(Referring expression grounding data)
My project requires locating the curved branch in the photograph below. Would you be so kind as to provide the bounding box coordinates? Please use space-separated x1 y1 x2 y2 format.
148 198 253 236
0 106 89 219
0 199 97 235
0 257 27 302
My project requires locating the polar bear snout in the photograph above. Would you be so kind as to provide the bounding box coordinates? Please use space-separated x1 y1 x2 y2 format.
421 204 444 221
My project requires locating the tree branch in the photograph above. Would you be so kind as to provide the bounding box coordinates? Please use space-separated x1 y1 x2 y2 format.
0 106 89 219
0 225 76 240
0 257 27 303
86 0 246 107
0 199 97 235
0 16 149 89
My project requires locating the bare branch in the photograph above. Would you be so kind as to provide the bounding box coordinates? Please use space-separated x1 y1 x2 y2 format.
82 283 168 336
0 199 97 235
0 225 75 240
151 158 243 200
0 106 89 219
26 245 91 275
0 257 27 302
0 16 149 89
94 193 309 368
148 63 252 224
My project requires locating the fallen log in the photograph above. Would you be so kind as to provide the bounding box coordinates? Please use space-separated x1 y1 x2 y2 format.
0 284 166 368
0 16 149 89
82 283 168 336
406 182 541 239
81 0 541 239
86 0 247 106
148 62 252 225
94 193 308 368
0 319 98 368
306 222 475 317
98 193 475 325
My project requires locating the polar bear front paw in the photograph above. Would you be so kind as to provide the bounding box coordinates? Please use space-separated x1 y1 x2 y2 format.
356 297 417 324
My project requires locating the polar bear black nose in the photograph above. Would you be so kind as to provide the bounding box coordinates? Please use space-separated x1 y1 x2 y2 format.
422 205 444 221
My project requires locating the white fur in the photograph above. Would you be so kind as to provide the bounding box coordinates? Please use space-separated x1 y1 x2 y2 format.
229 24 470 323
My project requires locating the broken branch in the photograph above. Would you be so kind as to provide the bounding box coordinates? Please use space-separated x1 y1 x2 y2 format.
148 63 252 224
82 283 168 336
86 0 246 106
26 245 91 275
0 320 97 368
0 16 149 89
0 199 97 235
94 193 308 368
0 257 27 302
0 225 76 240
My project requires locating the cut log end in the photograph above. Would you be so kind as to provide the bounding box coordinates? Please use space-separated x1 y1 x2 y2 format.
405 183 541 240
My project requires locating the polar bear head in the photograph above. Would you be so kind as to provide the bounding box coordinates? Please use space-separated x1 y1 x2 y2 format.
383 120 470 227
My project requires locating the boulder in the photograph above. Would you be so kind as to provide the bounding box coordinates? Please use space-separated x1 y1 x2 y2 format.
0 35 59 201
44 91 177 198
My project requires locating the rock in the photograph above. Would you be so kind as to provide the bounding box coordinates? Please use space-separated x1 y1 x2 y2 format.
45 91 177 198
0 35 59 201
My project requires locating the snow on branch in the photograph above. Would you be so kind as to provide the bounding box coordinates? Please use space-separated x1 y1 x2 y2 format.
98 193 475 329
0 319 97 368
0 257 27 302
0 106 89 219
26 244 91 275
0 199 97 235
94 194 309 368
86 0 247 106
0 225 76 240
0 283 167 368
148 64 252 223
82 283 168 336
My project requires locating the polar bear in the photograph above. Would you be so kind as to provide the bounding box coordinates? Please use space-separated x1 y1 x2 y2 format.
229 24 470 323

## Assignment
I would like you to return every entry exactly, with nothing changed.

## Solution to this problem
My project requires locating the curved branch in the photograph below. Would you be so kind as to provide the bounding box coordinates? Please use space-separated x1 y1 x2 y2 format.
148 198 253 236
0 106 89 219
0 199 97 235
0 257 27 302
My project requires locating the polar bear snout in the photograph above. Would you be so kind as to provide the bounding box coordinates? Please use space-separated x1 y1 x2 y2 format.
421 204 444 221
My project requires locating the tree branch in the photograph above. Would you be so kind as to provide the bounding box coordinates? Please use space-separated x1 y1 x2 y2 format.
0 106 89 219
0 225 76 240
0 257 27 303
86 0 246 107
0 199 97 235
0 16 149 89
My project requires locating the bare branch in the photograph above. Would you be so kind as to provide the bounding box coordinates? Please use space-separated x1 y1 x2 y2 format.
82 283 168 336
0 199 97 235
0 225 75 240
151 158 243 200
0 106 89 219
26 245 91 275
0 257 27 302
0 16 149 89
94 193 309 368
148 63 252 224
My project requires locating the fallen log in the photograph above. Would you be so kind as to provide the bounding box coordinates? Please use space-separated x1 y1 x2 y2 format.
0 284 166 368
0 16 149 89
82 283 168 336
406 182 541 239
81 0 541 239
86 0 247 106
148 62 252 225
94 193 308 368
0 319 98 368
306 222 475 317
98 193 475 325
My project requires locating the polar bear front paw in the photograph above. Would you be so kind as to provide the bounding box coordinates? Please use space-separated x1 y1 x2 y2 format.
356 297 417 324
My project requires locating the polar bear black nose in the photograph above. Would you be so kind as to provide the bounding box coordinates? Please use space-separated x1 y1 x2 y2 format.
422 205 444 221
My project requires locating the white fur in the photograph above. Would you be so kind as to provide the bounding box coordinates? Please use space-separated x1 y1 x2 y2 format.
229 24 470 323
My project requires locating the broken branch in the photograph above. Would you be so kind as to provide the bounding box coordinates? Please use space-separated x1 y1 x2 y2 format.
148 63 252 224
82 283 168 336
86 0 246 106
26 245 91 275
0 320 97 368
0 16 149 89
0 199 97 235
94 193 308 368
0 257 27 302
0 225 76 240
My project requires locating the cut log end in the photograph above. Would you be so kind as to provide the bounding box coordinates? Please use space-separated x1 y1 x2 y2 format.
405 183 541 240
My project requires locating the polar bear head in the photograph above. Would you be so kind as to provide the bounding box coordinates? Please use space-separated x1 y1 x2 y2 format.
383 120 470 227
My project requires locating the boulder in the photograph above. Would you be so kind as to provide the bounding box coordinates? Please use space-separated x1 y1 x2 y2 format.
0 35 59 201
44 91 177 198
My project requires locating the rock in the photograph above. Would you be so kind as to provide the bounding box coordinates? Please use space-separated x1 y1 x2 y2 format.
45 91 177 198
0 35 59 201
My project requires locating the snow on branch in the photograph above. Would you be so kind as to provide the bounding box coordinates? Please use space-separated x1 y1 x2 y2 format.
98 193 475 329
0 319 97 368
0 257 27 302
0 106 89 219
26 244 91 275
0 199 97 235
94 194 309 368
86 0 247 106
0 225 76 240
0 283 167 368
148 64 252 223
82 283 168 336
My project requires locating the polar bear in the photograph above. Would you be so kind as to provide the bounding box coordinates? Please use space-separated x1 y1 x2 y2 format.
229 24 470 323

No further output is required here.